YOUR TASK
Every line below that holds the string "grasshopper" should be copied out.
(MATERIAL PROVIDED)
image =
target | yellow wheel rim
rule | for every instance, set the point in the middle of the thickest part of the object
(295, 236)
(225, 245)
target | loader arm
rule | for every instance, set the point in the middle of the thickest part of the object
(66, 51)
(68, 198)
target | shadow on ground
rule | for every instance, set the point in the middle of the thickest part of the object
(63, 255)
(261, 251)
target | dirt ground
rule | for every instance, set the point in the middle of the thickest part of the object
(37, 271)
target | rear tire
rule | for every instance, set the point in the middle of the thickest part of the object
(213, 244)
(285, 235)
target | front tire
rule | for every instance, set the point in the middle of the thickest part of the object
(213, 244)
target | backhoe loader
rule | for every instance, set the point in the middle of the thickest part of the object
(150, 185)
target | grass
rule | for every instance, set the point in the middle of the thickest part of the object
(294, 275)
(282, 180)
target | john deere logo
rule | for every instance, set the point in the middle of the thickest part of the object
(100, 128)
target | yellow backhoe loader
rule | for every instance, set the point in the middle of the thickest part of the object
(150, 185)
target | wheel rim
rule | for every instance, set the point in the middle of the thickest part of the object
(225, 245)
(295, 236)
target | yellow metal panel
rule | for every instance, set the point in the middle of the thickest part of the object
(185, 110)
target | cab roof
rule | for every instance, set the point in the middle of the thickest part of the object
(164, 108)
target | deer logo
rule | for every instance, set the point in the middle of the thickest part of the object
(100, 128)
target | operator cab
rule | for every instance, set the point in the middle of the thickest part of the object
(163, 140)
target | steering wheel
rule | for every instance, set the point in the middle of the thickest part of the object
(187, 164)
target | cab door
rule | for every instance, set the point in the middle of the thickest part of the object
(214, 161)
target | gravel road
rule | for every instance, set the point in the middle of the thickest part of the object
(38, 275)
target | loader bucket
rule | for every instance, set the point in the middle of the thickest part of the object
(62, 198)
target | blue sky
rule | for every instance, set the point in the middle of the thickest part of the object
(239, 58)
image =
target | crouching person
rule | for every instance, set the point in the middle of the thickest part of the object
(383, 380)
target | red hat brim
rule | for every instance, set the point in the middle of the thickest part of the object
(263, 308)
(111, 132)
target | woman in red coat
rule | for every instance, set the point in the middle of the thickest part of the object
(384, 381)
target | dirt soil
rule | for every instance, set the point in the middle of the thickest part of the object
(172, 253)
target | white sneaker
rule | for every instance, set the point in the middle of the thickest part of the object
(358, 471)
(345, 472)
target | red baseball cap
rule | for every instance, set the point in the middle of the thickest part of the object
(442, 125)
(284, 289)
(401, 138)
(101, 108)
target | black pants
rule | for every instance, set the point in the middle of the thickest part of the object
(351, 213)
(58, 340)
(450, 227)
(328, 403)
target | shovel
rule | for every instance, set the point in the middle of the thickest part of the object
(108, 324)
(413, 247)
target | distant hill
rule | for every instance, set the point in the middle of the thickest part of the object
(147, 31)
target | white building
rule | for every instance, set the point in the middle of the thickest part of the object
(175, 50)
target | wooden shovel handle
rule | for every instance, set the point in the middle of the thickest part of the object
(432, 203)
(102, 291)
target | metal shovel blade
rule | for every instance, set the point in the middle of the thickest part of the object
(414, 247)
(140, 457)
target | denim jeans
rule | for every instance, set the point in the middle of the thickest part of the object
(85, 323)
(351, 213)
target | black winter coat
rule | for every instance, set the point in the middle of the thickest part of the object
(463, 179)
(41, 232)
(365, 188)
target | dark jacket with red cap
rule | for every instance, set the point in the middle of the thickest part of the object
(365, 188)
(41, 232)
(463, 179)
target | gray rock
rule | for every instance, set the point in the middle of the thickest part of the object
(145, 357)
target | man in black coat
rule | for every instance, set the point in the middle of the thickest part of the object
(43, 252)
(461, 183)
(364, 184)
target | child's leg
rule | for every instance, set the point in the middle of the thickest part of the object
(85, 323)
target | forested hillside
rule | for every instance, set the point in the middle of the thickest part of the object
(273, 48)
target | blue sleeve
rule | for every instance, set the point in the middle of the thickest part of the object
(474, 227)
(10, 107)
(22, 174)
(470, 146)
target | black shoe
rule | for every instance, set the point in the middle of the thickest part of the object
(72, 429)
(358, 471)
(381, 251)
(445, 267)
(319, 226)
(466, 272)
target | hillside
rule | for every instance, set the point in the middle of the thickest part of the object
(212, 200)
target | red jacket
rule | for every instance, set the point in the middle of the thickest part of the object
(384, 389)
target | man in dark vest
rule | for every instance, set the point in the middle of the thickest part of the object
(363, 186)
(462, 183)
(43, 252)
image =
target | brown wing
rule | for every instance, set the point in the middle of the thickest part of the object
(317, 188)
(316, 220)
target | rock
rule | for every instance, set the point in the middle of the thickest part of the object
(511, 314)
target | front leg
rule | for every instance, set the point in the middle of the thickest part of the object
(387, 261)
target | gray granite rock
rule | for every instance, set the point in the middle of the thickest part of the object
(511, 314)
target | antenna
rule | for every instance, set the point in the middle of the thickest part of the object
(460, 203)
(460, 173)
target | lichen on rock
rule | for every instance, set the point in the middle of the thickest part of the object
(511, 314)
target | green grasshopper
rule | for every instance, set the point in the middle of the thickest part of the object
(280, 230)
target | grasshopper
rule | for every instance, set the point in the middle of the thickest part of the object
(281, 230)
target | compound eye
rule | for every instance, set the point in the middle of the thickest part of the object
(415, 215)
(End MATERIAL PROVIDED)
(MATERIAL PROVIDED)
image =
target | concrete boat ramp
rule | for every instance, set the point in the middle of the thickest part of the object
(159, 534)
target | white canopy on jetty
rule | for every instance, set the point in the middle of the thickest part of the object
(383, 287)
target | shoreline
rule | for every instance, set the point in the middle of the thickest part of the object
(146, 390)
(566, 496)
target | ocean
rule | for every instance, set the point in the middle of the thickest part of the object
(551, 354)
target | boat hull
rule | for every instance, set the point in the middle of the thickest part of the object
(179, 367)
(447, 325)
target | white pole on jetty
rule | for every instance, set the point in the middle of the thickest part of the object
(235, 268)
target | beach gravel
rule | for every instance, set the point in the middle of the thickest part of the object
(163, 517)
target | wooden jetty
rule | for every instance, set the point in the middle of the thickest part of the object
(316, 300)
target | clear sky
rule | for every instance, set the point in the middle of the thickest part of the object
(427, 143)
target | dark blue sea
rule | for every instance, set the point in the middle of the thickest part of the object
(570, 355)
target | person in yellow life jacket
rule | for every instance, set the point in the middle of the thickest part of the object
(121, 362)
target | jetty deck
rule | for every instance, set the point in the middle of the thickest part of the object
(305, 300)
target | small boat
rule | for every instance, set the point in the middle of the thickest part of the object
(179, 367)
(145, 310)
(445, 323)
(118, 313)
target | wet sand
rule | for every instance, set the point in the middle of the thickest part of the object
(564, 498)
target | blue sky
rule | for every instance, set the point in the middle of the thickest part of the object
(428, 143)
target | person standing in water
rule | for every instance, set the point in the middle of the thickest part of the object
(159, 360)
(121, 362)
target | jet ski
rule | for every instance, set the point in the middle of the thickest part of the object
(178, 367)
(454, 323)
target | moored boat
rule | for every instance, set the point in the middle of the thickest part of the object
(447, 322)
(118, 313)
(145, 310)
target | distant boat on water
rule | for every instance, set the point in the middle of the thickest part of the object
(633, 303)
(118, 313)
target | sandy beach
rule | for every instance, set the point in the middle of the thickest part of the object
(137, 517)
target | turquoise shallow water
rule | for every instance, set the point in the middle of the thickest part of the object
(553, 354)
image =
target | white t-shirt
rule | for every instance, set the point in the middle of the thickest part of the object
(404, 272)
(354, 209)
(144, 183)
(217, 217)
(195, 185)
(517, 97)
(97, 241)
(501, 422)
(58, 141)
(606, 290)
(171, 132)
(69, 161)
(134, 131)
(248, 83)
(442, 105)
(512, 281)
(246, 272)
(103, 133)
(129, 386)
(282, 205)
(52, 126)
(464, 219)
(End MATERIAL PROVIDED)
EXERCISE RESULT
target | green grasshopper
target | grasshopper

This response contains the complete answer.